WORK TO DO: Gather each line of the entries below that contains the string "house", and copy those lines out. The match is case-sensitive.

■ ■ ■ ■ ■

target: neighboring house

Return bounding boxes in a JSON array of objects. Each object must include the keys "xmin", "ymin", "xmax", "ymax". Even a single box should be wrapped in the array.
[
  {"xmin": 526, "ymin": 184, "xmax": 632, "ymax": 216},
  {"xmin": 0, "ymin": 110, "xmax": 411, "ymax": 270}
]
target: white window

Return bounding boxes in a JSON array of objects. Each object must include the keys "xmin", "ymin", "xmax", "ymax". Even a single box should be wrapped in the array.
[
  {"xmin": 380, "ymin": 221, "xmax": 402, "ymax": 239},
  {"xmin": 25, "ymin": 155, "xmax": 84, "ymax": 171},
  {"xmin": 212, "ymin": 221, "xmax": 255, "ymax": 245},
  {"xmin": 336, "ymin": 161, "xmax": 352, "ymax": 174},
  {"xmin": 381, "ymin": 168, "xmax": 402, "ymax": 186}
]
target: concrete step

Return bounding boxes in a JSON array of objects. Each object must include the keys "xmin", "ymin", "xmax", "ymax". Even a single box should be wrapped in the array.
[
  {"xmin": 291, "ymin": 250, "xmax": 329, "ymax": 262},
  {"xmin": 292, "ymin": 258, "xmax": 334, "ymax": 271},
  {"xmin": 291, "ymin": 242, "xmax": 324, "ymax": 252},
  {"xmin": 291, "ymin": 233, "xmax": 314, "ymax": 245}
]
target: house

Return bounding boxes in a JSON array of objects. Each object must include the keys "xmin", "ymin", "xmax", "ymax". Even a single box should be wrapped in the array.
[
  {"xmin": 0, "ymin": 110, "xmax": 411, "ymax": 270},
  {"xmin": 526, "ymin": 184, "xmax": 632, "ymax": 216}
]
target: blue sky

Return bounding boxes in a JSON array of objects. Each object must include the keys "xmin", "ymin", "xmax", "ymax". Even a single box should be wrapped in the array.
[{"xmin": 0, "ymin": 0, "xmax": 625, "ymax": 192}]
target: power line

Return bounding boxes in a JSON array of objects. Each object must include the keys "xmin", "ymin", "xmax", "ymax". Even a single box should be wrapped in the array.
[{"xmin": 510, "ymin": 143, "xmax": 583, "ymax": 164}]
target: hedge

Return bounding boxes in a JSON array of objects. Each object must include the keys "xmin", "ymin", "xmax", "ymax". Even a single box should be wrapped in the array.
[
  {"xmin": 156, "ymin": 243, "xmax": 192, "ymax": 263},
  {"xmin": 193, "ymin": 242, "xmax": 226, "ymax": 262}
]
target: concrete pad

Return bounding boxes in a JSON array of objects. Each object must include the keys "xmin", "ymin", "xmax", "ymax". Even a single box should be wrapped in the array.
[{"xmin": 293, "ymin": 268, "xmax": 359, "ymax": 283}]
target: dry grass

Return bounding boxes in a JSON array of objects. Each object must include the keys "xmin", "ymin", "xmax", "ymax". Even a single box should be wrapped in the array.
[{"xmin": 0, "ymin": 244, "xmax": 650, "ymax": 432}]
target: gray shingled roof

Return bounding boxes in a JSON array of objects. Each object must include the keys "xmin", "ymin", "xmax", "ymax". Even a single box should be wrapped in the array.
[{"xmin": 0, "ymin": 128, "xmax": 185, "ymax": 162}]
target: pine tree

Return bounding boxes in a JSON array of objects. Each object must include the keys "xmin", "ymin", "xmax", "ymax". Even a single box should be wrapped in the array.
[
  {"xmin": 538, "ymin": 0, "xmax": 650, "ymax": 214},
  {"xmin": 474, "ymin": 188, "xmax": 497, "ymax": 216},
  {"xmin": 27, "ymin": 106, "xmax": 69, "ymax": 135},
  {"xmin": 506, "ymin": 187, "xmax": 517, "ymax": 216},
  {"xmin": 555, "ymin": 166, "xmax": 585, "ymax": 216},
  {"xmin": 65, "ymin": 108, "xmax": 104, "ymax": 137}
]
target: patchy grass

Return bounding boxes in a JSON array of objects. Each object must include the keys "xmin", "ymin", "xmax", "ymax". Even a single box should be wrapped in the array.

■ ■ ■ ■ ■

RESULT OF THIS TASK:
target: neighboring house
target: house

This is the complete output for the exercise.